** Start of RECORDS SHOWN **
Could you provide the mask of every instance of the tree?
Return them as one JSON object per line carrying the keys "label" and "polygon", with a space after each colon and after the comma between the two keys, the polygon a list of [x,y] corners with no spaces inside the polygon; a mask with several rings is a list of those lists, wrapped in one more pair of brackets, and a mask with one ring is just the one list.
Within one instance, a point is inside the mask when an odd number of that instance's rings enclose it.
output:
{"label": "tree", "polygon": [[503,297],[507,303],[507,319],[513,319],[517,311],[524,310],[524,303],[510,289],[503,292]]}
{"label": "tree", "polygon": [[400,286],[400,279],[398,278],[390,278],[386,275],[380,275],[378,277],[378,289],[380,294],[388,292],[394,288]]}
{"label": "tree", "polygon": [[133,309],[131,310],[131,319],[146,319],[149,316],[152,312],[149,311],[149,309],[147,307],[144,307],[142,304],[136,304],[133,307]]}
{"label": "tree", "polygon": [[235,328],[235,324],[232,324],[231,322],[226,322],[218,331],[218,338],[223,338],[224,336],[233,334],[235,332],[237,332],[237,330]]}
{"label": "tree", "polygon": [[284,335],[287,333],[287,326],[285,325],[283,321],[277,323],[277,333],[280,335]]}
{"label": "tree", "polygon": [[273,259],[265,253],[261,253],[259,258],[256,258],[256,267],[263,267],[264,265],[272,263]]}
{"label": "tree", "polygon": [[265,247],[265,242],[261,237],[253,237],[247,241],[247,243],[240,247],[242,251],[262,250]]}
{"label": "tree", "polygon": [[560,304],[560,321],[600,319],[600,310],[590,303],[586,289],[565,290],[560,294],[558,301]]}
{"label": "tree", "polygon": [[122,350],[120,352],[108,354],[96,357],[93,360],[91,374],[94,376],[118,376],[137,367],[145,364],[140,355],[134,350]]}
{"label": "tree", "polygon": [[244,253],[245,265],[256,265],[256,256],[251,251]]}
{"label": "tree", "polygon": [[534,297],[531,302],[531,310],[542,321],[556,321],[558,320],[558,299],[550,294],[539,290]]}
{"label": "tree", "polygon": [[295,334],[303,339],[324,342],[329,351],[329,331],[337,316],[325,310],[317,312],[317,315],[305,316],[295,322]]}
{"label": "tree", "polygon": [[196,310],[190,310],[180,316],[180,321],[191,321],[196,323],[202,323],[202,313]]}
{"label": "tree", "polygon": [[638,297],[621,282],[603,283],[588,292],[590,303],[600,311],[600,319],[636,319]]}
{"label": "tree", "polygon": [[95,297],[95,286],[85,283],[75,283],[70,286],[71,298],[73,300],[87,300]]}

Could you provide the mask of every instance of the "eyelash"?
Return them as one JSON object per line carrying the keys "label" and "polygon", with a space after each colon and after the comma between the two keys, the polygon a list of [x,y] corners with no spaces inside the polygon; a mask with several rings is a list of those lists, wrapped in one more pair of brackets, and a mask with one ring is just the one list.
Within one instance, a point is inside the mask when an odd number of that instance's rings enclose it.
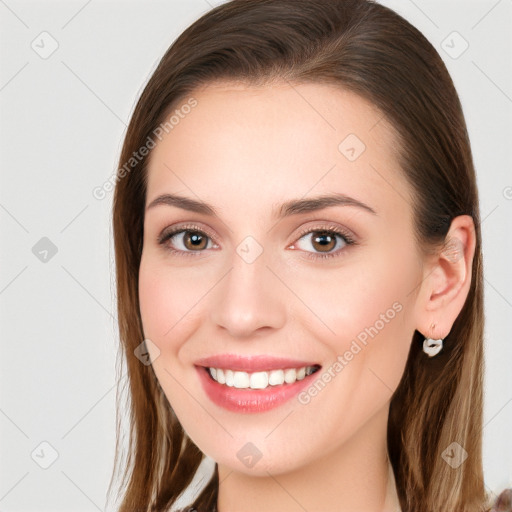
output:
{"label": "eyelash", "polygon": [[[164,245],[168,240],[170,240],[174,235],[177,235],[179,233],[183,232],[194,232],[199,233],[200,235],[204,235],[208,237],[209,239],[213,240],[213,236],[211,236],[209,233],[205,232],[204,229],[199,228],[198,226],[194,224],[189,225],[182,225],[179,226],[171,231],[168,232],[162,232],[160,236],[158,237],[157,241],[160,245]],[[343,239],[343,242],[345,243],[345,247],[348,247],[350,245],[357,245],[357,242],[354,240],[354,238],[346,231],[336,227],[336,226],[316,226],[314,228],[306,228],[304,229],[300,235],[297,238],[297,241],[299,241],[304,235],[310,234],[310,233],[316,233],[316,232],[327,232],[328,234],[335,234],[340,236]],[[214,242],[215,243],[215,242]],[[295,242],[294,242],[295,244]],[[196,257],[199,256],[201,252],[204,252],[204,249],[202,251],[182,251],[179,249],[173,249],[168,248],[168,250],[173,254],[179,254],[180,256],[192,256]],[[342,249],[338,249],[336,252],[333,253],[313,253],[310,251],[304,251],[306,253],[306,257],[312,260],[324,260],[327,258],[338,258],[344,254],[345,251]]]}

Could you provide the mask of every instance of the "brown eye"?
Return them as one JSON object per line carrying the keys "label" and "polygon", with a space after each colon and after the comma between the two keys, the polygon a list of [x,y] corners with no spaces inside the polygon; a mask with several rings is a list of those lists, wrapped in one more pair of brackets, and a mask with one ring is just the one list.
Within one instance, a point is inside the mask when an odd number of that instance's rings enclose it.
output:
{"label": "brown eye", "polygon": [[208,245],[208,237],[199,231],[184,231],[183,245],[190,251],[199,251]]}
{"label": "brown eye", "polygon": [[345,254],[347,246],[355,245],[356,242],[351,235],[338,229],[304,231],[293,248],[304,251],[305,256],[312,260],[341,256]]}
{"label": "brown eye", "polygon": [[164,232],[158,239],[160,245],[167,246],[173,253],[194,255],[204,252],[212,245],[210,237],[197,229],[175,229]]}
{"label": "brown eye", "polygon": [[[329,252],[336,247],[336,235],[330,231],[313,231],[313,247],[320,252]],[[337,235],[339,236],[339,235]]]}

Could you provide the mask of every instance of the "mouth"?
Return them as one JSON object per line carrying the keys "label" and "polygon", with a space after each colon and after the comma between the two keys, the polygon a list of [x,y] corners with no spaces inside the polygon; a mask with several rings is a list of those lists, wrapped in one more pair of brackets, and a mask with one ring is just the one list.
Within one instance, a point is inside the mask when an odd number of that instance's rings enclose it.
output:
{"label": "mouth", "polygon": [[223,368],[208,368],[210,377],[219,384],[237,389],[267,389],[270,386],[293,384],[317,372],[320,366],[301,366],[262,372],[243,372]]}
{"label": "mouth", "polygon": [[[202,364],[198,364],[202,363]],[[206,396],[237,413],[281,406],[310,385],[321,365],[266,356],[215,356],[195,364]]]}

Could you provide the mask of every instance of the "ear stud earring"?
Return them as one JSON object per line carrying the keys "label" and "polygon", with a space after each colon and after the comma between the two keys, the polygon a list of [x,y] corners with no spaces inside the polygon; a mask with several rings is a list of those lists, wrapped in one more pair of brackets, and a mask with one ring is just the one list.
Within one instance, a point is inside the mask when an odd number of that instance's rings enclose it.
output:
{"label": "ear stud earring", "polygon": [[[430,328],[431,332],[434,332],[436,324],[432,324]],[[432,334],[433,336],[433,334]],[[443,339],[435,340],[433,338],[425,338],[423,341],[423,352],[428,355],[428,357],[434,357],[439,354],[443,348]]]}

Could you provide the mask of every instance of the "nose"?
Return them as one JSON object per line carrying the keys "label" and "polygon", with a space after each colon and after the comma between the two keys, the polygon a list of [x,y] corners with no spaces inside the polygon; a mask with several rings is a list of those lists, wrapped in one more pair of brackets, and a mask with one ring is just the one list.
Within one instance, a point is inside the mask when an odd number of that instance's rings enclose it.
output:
** End of RECORDS SHOWN **
* _STATED EXERCISE_
Count the lines in the material above that contain the string "stud" with matching case, and give only that number.

* _THE OUTPUT_
2